Short problem: Collect each line in the items below that contains the word "returned".

Raw records:
=====

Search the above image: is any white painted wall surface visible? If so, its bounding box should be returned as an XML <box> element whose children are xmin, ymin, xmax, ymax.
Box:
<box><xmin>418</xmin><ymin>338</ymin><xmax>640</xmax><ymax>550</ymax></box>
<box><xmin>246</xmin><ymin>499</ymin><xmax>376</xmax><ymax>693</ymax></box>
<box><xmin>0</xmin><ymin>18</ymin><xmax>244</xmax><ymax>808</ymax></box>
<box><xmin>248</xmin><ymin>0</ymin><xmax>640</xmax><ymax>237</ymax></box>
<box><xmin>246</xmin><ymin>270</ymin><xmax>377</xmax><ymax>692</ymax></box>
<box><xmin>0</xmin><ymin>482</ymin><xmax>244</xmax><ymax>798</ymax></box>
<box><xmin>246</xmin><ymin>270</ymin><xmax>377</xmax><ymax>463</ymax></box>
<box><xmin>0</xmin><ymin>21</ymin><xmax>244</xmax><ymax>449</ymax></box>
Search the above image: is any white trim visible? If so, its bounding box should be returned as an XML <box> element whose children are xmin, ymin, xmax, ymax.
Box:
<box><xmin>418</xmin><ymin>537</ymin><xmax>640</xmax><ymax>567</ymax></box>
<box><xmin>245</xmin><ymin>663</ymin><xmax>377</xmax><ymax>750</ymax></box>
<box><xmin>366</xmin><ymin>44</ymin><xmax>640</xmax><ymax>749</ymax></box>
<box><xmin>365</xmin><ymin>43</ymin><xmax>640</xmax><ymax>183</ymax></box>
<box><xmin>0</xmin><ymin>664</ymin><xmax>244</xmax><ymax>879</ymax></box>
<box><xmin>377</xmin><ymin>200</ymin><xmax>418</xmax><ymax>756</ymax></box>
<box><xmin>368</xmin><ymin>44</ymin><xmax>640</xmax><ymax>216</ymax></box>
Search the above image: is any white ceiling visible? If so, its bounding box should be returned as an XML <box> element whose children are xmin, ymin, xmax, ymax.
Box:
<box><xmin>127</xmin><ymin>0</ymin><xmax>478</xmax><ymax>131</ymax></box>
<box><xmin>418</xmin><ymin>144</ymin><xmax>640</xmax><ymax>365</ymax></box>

=====

Full answer:
Search the above image: is any white painted wall surface visible? If so, its bounding box should be returned as an XML <box> element whose children are xmin, ymin, xmax, ymax.
Search the above image: is any white trim visible? If so, its bounding box should be returned as an XML <box> element whose children are xmin, ymin, xmax, ymax.
Search the above image: is any white ceiling visible? If so, its bounding box should be returned as an XML <box> element whose children are xmin, ymin, xmax, ymax.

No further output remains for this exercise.